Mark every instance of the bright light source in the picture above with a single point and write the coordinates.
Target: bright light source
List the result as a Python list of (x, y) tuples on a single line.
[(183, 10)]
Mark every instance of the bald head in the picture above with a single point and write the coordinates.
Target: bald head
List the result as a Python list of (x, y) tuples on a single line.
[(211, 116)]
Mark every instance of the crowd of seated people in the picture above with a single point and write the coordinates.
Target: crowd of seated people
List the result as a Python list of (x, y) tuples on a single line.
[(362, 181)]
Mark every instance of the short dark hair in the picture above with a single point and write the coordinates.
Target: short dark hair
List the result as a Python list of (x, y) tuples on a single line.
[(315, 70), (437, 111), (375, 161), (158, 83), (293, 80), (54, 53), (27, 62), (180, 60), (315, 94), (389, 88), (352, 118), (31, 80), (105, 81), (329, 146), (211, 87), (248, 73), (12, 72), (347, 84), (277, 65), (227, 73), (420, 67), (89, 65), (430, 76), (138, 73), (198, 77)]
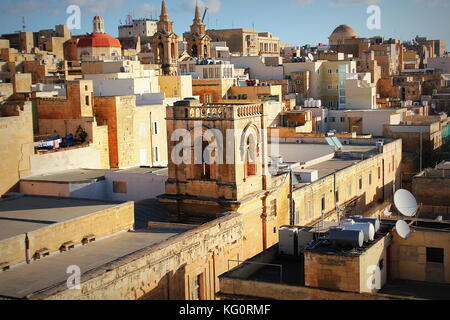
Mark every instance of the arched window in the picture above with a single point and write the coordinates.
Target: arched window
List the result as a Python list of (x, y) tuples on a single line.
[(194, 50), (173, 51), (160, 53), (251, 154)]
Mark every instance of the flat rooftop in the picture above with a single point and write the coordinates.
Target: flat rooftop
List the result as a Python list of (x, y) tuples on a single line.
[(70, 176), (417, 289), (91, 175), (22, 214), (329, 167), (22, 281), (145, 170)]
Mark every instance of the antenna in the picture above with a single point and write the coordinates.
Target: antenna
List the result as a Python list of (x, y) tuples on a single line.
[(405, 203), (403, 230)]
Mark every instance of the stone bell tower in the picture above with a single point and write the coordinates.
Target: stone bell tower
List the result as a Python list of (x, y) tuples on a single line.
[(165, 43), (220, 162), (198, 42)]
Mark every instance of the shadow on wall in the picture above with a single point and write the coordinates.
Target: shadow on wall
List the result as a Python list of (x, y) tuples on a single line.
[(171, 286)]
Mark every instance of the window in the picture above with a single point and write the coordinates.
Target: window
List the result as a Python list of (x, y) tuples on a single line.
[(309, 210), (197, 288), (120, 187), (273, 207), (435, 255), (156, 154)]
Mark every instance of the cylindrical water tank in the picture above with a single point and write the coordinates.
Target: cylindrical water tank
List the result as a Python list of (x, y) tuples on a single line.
********
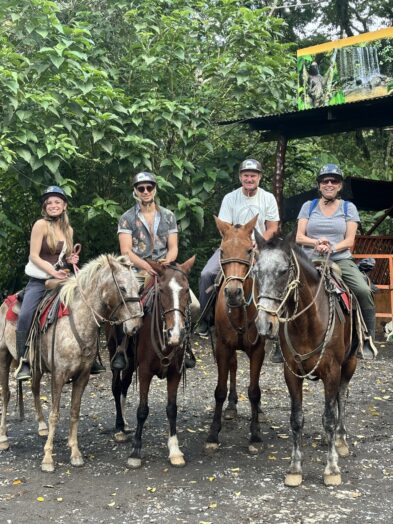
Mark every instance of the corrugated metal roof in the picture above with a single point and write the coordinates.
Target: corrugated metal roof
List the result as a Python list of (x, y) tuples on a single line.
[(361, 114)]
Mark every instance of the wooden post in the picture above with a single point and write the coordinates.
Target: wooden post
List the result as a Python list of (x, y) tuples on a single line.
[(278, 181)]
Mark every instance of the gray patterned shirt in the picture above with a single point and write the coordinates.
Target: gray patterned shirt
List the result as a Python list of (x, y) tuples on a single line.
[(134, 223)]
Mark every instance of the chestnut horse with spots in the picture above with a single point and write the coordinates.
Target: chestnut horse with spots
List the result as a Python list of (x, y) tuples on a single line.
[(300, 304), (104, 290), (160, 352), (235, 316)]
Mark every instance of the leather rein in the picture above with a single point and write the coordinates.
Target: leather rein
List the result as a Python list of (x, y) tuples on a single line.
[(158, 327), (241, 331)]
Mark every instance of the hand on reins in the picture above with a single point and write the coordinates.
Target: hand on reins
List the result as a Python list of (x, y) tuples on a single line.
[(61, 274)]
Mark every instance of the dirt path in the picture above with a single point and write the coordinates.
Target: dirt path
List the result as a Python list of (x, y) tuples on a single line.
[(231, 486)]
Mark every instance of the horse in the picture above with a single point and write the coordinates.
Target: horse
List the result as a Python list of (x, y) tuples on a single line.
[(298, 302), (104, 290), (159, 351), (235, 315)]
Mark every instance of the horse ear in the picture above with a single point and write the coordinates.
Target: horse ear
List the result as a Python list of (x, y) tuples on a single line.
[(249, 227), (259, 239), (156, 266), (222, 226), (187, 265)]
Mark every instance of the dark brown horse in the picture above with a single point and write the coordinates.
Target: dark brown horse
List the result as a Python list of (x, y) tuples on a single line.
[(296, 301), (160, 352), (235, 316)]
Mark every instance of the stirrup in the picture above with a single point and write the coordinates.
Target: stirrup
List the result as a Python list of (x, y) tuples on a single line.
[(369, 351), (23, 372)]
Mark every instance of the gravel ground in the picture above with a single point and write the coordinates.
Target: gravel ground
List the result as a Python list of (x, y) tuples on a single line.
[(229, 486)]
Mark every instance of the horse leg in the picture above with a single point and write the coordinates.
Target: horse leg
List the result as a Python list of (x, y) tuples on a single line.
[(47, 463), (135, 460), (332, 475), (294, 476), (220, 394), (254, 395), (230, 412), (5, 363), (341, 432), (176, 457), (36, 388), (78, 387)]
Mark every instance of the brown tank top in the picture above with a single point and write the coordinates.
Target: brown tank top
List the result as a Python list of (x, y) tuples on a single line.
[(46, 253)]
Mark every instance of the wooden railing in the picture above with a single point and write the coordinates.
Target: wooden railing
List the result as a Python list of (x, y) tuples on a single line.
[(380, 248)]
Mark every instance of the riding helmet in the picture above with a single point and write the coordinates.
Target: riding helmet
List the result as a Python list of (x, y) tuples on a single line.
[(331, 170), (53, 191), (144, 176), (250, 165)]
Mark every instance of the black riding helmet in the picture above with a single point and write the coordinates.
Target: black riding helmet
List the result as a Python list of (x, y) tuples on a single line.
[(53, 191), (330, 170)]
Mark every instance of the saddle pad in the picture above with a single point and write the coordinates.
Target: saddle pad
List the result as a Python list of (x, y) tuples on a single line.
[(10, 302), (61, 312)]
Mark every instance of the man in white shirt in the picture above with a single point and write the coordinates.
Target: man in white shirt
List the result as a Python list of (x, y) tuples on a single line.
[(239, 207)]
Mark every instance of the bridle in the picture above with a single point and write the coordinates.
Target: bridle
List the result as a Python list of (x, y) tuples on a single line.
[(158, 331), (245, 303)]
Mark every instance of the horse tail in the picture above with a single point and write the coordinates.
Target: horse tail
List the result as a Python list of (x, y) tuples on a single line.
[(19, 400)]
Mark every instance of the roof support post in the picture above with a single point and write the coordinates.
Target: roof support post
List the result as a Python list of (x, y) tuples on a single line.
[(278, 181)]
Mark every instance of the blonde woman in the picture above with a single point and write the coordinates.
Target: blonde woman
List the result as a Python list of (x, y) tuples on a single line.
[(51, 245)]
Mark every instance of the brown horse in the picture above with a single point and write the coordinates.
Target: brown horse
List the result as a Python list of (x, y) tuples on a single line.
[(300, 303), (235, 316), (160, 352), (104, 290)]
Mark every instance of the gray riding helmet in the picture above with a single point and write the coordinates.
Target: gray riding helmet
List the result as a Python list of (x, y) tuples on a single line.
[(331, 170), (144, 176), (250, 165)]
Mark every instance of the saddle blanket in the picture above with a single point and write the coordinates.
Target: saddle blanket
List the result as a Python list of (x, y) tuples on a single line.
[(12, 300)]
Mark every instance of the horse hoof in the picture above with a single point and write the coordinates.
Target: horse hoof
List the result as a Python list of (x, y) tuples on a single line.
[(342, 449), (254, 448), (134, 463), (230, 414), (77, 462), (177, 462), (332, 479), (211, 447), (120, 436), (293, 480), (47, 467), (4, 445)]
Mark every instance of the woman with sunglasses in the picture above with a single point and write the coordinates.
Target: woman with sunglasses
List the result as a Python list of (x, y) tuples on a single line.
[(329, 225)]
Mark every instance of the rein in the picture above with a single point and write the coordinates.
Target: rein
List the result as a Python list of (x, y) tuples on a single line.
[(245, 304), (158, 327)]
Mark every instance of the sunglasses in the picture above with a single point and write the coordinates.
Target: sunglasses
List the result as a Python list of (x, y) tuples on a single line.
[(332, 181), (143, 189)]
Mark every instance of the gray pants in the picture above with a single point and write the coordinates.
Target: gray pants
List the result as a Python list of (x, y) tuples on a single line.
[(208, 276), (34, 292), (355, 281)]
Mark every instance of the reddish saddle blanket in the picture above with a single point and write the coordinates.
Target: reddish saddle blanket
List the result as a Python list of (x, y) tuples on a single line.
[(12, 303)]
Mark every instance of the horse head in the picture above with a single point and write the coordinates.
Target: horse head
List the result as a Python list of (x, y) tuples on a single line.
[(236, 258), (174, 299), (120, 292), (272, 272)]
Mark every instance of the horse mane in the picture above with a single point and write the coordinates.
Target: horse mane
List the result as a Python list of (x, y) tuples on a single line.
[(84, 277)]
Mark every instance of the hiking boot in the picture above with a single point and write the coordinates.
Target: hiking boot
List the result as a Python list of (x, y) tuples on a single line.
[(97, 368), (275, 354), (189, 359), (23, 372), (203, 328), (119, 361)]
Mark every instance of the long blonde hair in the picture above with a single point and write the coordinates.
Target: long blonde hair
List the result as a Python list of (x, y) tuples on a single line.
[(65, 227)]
********
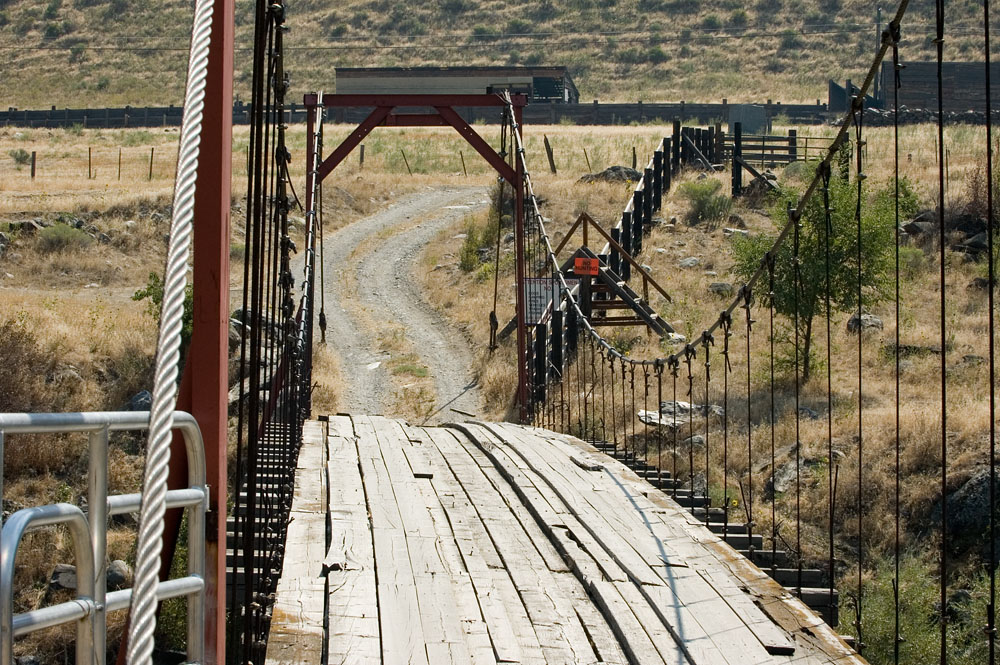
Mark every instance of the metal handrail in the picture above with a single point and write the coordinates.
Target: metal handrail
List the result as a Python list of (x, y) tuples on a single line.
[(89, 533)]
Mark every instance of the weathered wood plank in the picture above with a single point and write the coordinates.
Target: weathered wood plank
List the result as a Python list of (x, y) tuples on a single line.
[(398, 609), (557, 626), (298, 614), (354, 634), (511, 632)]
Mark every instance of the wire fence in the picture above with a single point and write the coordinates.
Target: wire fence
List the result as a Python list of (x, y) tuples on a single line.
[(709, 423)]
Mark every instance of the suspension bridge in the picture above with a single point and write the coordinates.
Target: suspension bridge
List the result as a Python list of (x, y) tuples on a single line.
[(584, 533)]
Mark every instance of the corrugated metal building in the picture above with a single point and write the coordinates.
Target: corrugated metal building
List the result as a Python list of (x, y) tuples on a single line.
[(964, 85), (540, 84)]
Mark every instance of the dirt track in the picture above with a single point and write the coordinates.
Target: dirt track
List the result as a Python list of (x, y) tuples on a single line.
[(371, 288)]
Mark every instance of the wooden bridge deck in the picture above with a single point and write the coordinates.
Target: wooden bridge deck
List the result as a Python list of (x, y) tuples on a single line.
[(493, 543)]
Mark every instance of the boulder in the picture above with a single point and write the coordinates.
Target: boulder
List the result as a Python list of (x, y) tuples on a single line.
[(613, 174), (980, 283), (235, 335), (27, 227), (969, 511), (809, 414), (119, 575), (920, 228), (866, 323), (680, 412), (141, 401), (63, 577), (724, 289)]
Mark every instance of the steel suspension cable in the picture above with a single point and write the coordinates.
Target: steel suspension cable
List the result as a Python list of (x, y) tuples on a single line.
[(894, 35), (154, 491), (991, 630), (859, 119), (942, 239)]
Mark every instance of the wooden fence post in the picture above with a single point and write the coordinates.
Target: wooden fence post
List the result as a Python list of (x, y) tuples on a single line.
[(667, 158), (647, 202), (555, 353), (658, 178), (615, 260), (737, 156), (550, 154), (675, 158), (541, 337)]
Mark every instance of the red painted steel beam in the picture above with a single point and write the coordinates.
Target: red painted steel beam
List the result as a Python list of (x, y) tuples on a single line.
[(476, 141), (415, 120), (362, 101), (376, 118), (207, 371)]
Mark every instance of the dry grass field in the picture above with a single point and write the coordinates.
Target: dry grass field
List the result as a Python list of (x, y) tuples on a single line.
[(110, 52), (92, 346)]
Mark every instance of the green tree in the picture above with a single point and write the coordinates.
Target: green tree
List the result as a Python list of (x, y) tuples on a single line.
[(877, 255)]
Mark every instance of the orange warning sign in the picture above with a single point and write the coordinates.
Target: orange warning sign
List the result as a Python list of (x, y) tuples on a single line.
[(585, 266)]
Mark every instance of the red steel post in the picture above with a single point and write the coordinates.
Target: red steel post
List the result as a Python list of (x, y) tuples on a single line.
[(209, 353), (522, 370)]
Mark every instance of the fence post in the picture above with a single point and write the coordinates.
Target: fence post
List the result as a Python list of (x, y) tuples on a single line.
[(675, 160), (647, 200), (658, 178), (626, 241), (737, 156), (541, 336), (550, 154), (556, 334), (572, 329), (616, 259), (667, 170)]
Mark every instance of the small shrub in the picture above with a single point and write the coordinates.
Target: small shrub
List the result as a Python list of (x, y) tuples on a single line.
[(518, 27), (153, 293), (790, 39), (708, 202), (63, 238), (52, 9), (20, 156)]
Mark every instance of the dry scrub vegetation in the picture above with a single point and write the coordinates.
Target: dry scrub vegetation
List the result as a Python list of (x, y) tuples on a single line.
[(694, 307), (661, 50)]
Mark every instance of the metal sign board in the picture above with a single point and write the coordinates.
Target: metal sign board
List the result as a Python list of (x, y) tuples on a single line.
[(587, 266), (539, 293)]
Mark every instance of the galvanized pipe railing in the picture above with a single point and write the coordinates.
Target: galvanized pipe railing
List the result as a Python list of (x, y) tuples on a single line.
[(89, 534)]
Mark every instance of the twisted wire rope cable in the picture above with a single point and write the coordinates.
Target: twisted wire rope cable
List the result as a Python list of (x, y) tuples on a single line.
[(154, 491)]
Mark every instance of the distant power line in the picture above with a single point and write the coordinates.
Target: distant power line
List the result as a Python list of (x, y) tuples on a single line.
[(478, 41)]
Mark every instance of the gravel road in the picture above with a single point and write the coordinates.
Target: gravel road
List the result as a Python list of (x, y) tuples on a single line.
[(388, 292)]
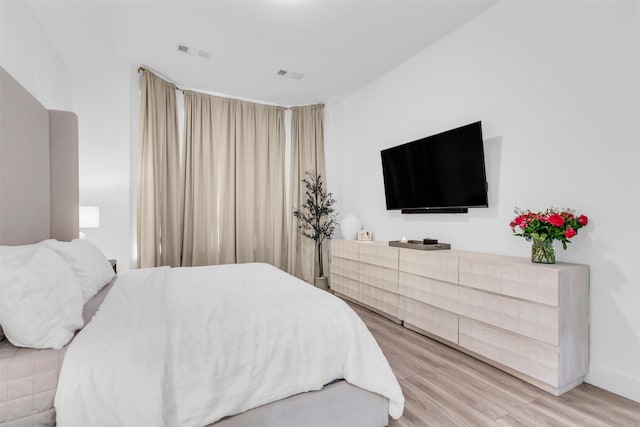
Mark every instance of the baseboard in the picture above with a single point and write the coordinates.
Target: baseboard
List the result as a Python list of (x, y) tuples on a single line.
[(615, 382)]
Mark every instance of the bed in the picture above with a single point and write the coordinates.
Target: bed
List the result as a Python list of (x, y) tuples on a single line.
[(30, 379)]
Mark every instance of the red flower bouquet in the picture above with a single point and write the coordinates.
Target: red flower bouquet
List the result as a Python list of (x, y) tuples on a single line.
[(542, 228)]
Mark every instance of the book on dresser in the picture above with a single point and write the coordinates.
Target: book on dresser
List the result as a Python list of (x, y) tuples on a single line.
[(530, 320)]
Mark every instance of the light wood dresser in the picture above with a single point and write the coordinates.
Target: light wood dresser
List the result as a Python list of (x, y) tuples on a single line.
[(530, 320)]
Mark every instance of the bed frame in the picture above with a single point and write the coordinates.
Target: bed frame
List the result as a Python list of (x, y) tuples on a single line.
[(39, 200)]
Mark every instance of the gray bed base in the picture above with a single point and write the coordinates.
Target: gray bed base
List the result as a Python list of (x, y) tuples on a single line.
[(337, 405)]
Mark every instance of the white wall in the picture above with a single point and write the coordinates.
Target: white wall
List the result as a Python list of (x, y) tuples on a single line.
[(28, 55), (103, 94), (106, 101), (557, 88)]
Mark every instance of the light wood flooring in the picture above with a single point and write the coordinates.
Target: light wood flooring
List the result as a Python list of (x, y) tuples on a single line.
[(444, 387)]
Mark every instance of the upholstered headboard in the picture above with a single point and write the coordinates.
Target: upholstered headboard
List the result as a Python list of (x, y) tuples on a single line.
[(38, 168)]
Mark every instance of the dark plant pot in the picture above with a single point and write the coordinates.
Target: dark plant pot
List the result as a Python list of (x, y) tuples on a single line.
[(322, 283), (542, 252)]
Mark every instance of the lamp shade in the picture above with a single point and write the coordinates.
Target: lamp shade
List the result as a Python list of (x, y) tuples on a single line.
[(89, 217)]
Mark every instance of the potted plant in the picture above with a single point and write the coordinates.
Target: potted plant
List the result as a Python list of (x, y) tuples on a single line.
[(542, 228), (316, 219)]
********
■ TASK TO CARRY OUT ■
Quote the records verbatim from the line with "Mark every instance of the bright" up to and including the line with "[(183, 10)]".

■ RESULT OF THE TASK ■
Mark every instance of the bright light source in the picture above with a single point and write the coordinates.
Target: bright light source
List the result as a Python list of (x, y) tuples on a single line.
[(183, 10)]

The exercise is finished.